**EXERCISE TASK**
Carry on the passage about the rise of English in India, picking up after its final sentence.

**SOURCE TEXT**
%%

About the Author
Shri V Ramanathan was born in 1918. His initial education was at The Hindu High School, Triplicane, Madras (which is now known as Chennai), India. He attended the Presidency College and graduated in Physics.
Shri Ramanathan started his career as an officer of the Indian Railways, an organization he served for 34 years before retiring as General Manager.
Upon retirement he has been writing about Hindu religious culture. He contributes to newspapers in India on political and administrative issues as well.
He is the author of the highly successful Bhagvadgita for Executives, and Bhagavadgita for the Young.
Introduction
A strange paradox is in progress in India nowadays and that is that the English language is becoming more and more dominant among the influential groups and at a much faster rate than it ever did during the days of the British rule. Perhaps this is an unexpected result of democracy, linguistic distribution of states, socialism etc. The upper and the middle classes who have been dislodged from their position as landlords, managers and the literate elite now find they have to live by their wits and chase jobs all over the country and sometimes in other countries too. They do not find in the Indian languages a suitable medium for their purposes. They see English as the key to modern science and industry and jobs. So there is a craze for admission to English medium schools, even from the families of those who are loudest in the campaign for education in the mother tongue.

%%

Collection entries

%%

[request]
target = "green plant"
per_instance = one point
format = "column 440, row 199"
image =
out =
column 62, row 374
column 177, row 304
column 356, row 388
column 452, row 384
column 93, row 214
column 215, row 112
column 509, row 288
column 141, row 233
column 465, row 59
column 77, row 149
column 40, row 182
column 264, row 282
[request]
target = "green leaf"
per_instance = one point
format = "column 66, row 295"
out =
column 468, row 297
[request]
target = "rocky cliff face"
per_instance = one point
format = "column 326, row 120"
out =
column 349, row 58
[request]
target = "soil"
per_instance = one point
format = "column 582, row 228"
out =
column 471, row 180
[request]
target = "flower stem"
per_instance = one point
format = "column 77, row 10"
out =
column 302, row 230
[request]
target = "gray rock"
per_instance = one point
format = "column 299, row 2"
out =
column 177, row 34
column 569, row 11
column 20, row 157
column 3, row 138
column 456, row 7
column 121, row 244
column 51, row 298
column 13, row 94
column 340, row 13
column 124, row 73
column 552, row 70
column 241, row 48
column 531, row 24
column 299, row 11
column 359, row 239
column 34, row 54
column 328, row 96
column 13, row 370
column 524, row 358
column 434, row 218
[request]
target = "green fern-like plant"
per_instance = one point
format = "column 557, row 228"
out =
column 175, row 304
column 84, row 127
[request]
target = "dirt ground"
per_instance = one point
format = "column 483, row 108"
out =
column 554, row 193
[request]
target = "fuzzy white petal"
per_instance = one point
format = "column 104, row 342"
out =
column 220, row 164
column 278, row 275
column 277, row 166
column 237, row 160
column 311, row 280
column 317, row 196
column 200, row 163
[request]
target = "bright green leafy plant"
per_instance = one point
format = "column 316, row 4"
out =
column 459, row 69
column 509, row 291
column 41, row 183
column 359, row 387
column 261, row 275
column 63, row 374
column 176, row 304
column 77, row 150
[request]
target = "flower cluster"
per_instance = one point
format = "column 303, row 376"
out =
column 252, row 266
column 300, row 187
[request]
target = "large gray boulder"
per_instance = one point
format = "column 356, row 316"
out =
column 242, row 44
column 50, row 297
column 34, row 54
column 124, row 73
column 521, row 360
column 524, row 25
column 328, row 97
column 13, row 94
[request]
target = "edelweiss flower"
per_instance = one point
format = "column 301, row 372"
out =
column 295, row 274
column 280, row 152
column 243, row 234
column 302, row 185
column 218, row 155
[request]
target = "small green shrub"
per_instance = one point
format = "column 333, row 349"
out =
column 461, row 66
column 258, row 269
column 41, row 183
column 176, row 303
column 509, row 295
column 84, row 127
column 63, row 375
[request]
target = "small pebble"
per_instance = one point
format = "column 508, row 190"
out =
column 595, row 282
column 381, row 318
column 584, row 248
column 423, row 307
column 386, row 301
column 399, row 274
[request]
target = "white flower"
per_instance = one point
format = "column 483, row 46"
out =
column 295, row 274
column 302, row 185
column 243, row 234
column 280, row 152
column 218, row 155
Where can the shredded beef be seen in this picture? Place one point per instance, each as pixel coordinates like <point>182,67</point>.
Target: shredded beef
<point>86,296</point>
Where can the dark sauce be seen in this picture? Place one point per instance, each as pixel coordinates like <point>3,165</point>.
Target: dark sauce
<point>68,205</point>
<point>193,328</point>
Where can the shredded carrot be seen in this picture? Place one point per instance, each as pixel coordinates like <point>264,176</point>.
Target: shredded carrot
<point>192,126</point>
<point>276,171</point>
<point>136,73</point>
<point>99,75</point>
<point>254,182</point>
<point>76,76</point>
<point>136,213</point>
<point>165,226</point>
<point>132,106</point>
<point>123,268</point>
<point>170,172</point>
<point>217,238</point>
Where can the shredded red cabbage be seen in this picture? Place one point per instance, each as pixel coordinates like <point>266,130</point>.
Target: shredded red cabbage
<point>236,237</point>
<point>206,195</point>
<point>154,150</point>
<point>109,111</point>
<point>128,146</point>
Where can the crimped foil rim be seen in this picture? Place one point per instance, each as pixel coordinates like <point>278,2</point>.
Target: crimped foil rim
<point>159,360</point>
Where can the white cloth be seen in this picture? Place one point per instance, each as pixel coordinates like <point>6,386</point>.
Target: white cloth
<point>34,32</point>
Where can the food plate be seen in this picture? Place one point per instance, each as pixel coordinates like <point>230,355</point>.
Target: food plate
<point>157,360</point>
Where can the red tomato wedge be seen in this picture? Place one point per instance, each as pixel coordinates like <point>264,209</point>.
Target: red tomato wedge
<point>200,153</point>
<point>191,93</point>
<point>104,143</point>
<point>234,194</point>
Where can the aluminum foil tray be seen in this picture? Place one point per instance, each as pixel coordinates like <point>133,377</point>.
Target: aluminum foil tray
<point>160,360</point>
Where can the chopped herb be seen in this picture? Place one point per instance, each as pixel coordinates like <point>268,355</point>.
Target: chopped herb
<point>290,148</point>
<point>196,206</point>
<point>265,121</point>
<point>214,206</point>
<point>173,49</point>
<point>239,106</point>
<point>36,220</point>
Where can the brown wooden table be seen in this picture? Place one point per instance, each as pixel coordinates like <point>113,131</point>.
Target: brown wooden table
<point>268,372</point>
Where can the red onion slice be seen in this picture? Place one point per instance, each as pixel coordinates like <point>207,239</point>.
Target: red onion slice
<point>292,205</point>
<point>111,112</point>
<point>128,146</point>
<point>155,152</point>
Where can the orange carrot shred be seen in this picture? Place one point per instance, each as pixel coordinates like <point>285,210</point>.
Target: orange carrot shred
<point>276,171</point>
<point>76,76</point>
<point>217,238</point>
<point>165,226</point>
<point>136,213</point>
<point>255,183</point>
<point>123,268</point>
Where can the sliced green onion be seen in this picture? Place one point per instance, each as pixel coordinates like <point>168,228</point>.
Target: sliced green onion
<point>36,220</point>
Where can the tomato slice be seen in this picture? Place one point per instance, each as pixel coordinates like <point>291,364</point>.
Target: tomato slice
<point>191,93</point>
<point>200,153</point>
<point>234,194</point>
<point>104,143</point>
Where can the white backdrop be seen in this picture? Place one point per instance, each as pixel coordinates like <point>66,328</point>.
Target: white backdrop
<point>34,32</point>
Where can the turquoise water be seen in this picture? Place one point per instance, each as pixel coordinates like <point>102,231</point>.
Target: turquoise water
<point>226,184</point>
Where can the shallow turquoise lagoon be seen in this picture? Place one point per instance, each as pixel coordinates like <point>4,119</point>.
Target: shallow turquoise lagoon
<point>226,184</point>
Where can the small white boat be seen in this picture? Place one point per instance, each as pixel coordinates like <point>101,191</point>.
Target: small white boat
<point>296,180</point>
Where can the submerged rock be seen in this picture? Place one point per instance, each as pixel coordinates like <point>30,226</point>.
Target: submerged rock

%%

**ANSWER TO THE PROBLEM**
A generation earlier the children from these groups learnt both English and the mother tongue, and English was a respected second language at school stage. The children became familiar with the rich culture portrayed through the Indian languages. But the situation has deteriorated considerably since then. Nowadays they converse with one another and their parents mostly in English.
Such a situation is fraught with potentially dangerous consequences. While English and Science and Technology are no doubt welcome, the cutting off of the roots of culture in the early formative years of the children will make India lose its cultural identity. What has been transmitted through all the turmoil of invasions and wars from generation to generation over the centuries will evaporate in the course of a few decades. There may be a- remnant of folk culture ticking for some more time but that will also shrivel away when there is no sustenance from the intellectual groups higher up. While on the one hand we are not likely to overtake the West in Science and Technology (we may at the most be a pale copy) there may result, on the other hand, a cultural and ethical vacuum. As Nature abhors a vacuum, an atmosphere of crime, drugs, and divorces, broken homes and nihilism - evils which confront the West and to which the West has found no answer yet-may fill it.
Since it is not feasible to stop the growth of English it becomes necessary under the circumstances to feed the culture and its derivative ethics to the new generations in the language they know best i.e., English. With this object in view the author had published a translation of the Gita in English verse with excerpts from the famous commentaries thereon. The response to this work, called Bhagavad Gita for Executives, confirmed his judgement of an acutely felt need for books of this nature. The Bhagavad Gita, however, can be read and appreciated in full after the age of twenty and over. But that may be too late for the foundations to be laid; one has to “catch them young”.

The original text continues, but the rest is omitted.